WHAT IS BEING ASKED
Turn the listing below into a numbered list of its lines, skipping any blank lines and leaving the pictures out.

DATASET ROWS
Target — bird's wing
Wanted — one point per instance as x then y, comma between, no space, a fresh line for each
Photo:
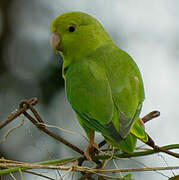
127,90
89,94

TASK RESULT
1. Target — bird's wing
2. Wanted — one point per instance as x then y, comma between, no space, a fresh line for each
3. Photo:
4. 127,90
5. 89,94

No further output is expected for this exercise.